Provided passage:
◇ ◇ ◇
# Probiotics from the grocery store for your gut bacteria community



## krin2 (Apr 25, 2016)

Hi, all:

I had the awful-cramping-pain-before-bowel-movements, just like the rest of you. It was lasting a whole week. I know that's short to some of you. But it kept persisting and it was just too d---- consistent. And I couldn't get a full night's sleep due to the awful pain in the night.

Then in one day, after eating a bunch of different probiotic foods, my problems disappeared! I ate them yesterday, and today (and last night) my problems are gone! Yes, avoiding foods you can't digest might be one way to avoid symptoms. But fixing your gut bacteria so that you can digest them is the cure.

Try combos of unsweetened yogurt/kefir with live cultures, kombucha, miso (do no boil, just add paste to hot water), unpasteurized pickles/sauerkraut/kimchee. The good gut bacteria will form a community in your gut to help you digest. Fiber (veggies, lentils) in your diet promotes this community to flourish. Keep your sugar and fat intake low (but not zero; you need some fat, and an occasional dessert is fine). Here's what I ate, and this was just yesterday: kefir, miso soup, Chinese century egg, tofu-ru (a Chinese fermented tofu condiment; the Japanese have natto). Try your own combo from what you can find in your grocery store. I think it's silly and wrong to buy pills.

FYI, I actually took a course on microbial ecology. You do not need only one type of bacterium in your gut to aid digestion: you need a community of different species. And what you eat affects what bacteria are favored. Fiber promotes the good bacteria. Too much fat and sugar harm this community. Sometimes you might eat something contaminated or an antibiotic medication that will wipe out your good gut bacteria, so you have to replenish them by eating probiotics to inoculate your guts again. Interesting factoid: the termite gut bacteria community is special because it can digest wood (in particular cellulose). We looked at them under the microscope, and they are amazingly diverse and beautiful.

Well your guts require their own community to eat the foods you want to eat, and you have to FEED YOUR GUT BACTERIA LIKE TAKING CARE OF PETS. And if you are missing any, then you need to add them back by eating probiotics. Got that?

Sad but true: most doctors never had a course in microbial ecology. They know how antibiotics work, but they don't know how bacterial communities operate.
◇ ◇ ◇
Data for analysis:
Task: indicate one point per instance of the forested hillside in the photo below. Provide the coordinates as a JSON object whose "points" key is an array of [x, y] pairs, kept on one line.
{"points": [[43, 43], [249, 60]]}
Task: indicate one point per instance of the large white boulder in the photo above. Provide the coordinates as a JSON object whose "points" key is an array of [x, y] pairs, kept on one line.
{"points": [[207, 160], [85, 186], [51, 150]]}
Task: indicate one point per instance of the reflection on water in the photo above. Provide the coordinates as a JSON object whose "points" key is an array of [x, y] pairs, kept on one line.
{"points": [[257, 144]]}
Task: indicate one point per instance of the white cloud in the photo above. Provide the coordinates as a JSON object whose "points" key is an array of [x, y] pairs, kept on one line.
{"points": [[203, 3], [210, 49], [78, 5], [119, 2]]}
◇ ◇ ◇
Instructions:
- a) Reproduce word for word the part of the probiotics forum post from "Sad but true: most" to "bacterial communities operate.".
- b) Write the next part of the forum post about grocery-store probiotics, picking up after its last sentence.
The items have no connection to the forum post on grocery-store probiotics.

Results for the exercise:
- a)
Sad but true: most doctors never had a course in microbial ecology. They know how antibiotics work, but they don't know how bacterial communities operate.

- b)
Good luck! Post if you give it a try and let us know the result.


----------



## ibees (Jun 26, 2016)

good advice! i had a friend who got C diff after taking antibiotics. Guess what the docs did to treat it? Give her more antibiotics!


----------



## Arths (Jun 20, 2016)

"Try combos of unsweetened yogurt/kefir with live cultures, kombucha, miso (do no boil, just add paste to hot water), unpasteurized pickles/sauerkraut/kimchee."

These are not probiotics. Definition says: Probiotics are taxonomically examined chosen species of bacteria which shows usually good impact on health. Moreover, they must be prepared in the way that guarantee their survival in human digestive tract and have ability to permanent colonization.
You don't know which bacteria were used to made most of these food products - even in products from the same brand it might be huge differences in quantity, quality and used species. The bacteria species in these products usually do not survive in human digestive tract. They might show some probiotic properties, but it's not reliable source of it.
Kombucha contains bacteria that are not part of natural humans bacterial flora. It has not the ability to permanent colonization of human guts. Although it might have some beneficial effects on health.

"I think it's silly and wrong to buy pills."

No, it's not. You have control over quality, quantity and species of bacteria You're using. And pills are usually made the way that probiotics reaches guts without harm from Your digestive tracts i.e. stomach acid.

It doesn't matter how many 'good bacteria' You ate, it matters how many survive and permanent colonize Your gut.

As for the rest You're quite right. Fats are not bad body. Some kinds of fat are really healthy. It's also important to have them in diet in order to absorb fat soluble vitamins. In 0% fat yoghuts there are no vitamins D,E, A or K.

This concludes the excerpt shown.